╔══

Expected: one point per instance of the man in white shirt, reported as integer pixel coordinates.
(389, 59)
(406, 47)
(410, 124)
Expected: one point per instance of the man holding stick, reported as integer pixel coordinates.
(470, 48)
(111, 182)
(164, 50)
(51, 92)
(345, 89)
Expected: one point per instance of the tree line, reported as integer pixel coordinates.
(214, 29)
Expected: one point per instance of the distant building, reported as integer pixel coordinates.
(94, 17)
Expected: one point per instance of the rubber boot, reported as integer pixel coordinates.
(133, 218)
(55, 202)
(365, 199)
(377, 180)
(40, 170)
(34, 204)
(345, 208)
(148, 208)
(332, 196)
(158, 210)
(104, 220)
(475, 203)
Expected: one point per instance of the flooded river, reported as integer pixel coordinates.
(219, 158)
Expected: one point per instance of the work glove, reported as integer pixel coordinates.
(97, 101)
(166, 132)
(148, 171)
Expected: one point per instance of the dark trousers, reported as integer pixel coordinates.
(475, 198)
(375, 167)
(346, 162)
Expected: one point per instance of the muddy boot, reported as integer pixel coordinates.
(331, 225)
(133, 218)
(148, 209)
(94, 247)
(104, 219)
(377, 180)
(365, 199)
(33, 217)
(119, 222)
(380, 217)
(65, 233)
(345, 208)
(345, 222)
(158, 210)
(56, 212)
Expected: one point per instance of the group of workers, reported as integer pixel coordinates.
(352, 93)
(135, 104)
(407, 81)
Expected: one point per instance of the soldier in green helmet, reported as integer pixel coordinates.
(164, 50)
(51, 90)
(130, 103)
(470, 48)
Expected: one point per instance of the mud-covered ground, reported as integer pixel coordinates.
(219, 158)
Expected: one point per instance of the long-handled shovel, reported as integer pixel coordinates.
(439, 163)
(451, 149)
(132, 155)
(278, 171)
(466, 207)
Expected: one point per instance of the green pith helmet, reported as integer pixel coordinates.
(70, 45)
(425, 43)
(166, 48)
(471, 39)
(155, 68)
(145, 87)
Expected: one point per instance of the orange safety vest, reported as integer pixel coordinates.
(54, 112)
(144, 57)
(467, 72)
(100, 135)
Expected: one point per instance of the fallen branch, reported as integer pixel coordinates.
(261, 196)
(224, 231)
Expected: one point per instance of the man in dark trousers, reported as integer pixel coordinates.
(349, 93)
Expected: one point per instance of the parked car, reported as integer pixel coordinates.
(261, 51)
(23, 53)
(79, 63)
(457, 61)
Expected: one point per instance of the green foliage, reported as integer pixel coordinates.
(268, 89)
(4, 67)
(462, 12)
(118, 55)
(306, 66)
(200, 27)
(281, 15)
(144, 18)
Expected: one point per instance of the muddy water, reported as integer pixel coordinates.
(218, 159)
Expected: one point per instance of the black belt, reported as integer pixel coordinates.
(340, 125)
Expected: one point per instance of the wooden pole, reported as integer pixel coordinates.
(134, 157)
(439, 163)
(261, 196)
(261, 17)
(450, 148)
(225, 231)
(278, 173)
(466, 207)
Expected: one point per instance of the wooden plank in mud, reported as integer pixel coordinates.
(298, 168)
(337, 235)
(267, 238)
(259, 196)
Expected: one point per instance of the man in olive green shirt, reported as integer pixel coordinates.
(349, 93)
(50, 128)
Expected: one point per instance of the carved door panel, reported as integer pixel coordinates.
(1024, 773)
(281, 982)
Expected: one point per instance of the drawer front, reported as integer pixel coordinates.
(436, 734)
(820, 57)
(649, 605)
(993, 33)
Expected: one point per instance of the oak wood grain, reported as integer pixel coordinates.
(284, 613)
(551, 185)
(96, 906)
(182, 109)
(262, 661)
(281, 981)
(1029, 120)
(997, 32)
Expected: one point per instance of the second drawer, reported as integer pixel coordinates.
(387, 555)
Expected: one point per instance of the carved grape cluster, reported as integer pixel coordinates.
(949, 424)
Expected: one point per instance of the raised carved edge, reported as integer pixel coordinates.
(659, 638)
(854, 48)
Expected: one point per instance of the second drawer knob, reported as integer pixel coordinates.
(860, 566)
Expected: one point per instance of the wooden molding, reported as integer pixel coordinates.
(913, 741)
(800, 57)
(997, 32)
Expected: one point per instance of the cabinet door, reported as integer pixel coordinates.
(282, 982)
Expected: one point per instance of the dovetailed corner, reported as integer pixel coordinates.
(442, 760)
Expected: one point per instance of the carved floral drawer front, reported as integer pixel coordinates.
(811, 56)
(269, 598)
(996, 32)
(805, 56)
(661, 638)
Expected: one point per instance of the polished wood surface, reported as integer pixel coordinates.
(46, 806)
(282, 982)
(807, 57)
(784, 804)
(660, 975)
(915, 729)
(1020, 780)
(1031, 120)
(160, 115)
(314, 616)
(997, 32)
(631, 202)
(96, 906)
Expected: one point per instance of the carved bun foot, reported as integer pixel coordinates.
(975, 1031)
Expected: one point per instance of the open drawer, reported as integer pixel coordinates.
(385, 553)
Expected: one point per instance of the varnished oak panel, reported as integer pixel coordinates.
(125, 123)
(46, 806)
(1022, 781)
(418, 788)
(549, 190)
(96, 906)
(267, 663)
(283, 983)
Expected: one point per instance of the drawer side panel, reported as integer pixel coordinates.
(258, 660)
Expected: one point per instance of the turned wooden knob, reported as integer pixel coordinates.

╚══

> [Exercise objective]
Retype the records above in full, exactly.

> [Response box]
Expected: one point per instance of the man in white shirt, reported as integer pixel coordinates.
(389, 59)
(406, 47)
(410, 124)
Expected: one point per instance of the man holding stick, reported as integer pixel coordinates.
(470, 48)
(111, 182)
(164, 50)
(51, 92)
(345, 89)
Expected: one point per instance of the tree line, reported as integer pixel coordinates.
(214, 29)
Expected: one point per instance of the distant building, reported as integer pixel coordinates.
(94, 17)
Expected: one point per instance of the rubber boot, reported as integer pixel coordinates.
(133, 218)
(55, 202)
(365, 199)
(377, 180)
(40, 170)
(34, 204)
(345, 208)
(148, 208)
(332, 196)
(158, 210)
(104, 220)
(475, 203)
Expected: one point per instance of the flooded river, reported as integer pixel coordinates.
(219, 158)
Expected: one point per instance of the work glove, reported as integer pixel coordinates.
(97, 101)
(166, 132)
(148, 171)
Expected: one point per instance of the dark trousers, reported as integer pixel coordinates.
(475, 198)
(375, 167)
(346, 162)
Expected: one point per instance of the muddy boot, reported as integer pixel coordinates.
(331, 225)
(133, 218)
(148, 209)
(94, 247)
(104, 219)
(377, 180)
(365, 199)
(33, 217)
(119, 222)
(380, 217)
(65, 233)
(345, 208)
(345, 222)
(158, 210)
(56, 212)
Expected: one point per instance of the group of workers, reported as integer pixel coordinates.
(352, 93)
(135, 104)
(407, 81)
Expected: one point per instance of the soldier in green helmet, reported as integer pixel coordinates.
(164, 50)
(51, 90)
(130, 103)
(470, 48)
Expected: one point per instance of the mud-covered ground, reported as integer pixel coordinates.
(219, 158)
Expected: one point per instance of the long-handled shovel, reported as integer pixel coordinates.
(439, 163)
(451, 149)
(132, 155)
(278, 171)
(466, 207)
Expected: one point per instance of the green pith helmet, reported as integer pixel coordinates.
(70, 45)
(425, 43)
(166, 48)
(471, 39)
(155, 68)
(145, 87)
Expected: one point per instance of the orange safety vest, reported as integer pixel coordinates.
(54, 112)
(144, 57)
(467, 72)
(100, 135)
Expected: one point per instance of the fallen branch, reported as integer pixel coordinates.
(261, 196)
(224, 231)
Expected: one point per instance of the man in dark trousers, reported as integer pixel coordinates.
(349, 93)
Expected: one point per instance of the parked car, reported as integer pixel coordinates.
(261, 51)
(23, 53)
(79, 63)
(457, 61)
Expected: one point per instance of the green foliage, reported as integer pixel coordinates.
(268, 89)
(4, 67)
(462, 12)
(118, 55)
(306, 66)
(200, 27)
(281, 15)
(144, 18)
Expected: one point per instance of the muddy water, reported as integer pixel coordinates.
(218, 159)
Expected: one point per instance of the black belt, reported as integer pixel coordinates.
(340, 125)
Expected: one point per instance of the wooden pole, reported as integer pixel coordinates.
(134, 157)
(439, 163)
(261, 196)
(261, 17)
(450, 148)
(225, 231)
(278, 173)
(466, 207)
Expected: one point per instance of the wooden plank in mud, reported as integer pixel coordinates.
(298, 168)
(337, 235)
(267, 238)
(259, 196)
Expected: one point per instance of the man in olive green shirt, reported as integer pixel coordinates.
(349, 93)
(50, 128)
Expected: one point per instance of the carved door panel, reported as integer pixel coordinates.
(1024, 773)
(281, 982)
Expected: one point per instance of the drawer front, reported as integer pixel coordinates.
(436, 734)
(820, 57)
(649, 605)
(993, 33)
Expected: one point per instance of the oak wood grain, reported as integer pixel coordinates.
(284, 613)
(551, 185)
(96, 906)
(182, 109)
(262, 661)
(281, 981)
(1029, 120)
(997, 32)
Expected: one point per instance of the second drawer, reported as integer pixel coordinates.
(387, 555)
Expected: one point per instance of the carved grape cluster, reported as integer pixel coordinates.
(949, 424)
Expected: one point per instance of the raised carved edge, reported as integer pixel coordinates.
(659, 638)
(854, 48)
Expected: one point per instance of the second drawer knob, reported as integer pixel coordinates.
(860, 566)
Expected: one point per instance of the wooden molding, reported as integer pixel coordinates.
(913, 741)
(800, 57)
(997, 32)
Expected: one point per instance of the cabinet door, reported as integer pixel coordinates.
(282, 982)
Expected: one point per instance of the dovetailed corner, reported as integer pixel coordinates.
(442, 760)
Expected: one point per instance of the carved floral drawer front, reported as integer pixel coordinates.
(811, 56)
(269, 598)
(996, 32)
(805, 56)
(661, 638)
Expected: one point per instance of the polished wood surface, reported as integer pixel coordinates.
(46, 806)
(282, 982)
(807, 57)
(784, 804)
(660, 975)
(915, 729)
(1020, 780)
(1031, 120)
(160, 115)
(314, 616)
(997, 32)
(631, 202)
(96, 906)
Expected: one point per instance of the carved bun foot, reported as integer pixel coordinates.
(975, 1031)
Expected: one point per instance of the open drawer, reported as integer pixel coordinates.
(385, 553)
Expected: one point per instance of the varnished oak panel, reported as integer pixel coordinates.
(125, 123)
(46, 806)
(1022, 781)
(418, 788)
(549, 190)
(96, 906)
(267, 663)
(283, 983)
Expected: one point per instance of the drawer side panel, reported as integer pixel coordinates.
(258, 660)
Expected: one point per instance of the turned wooden knob, reported as integer pixel coordinates.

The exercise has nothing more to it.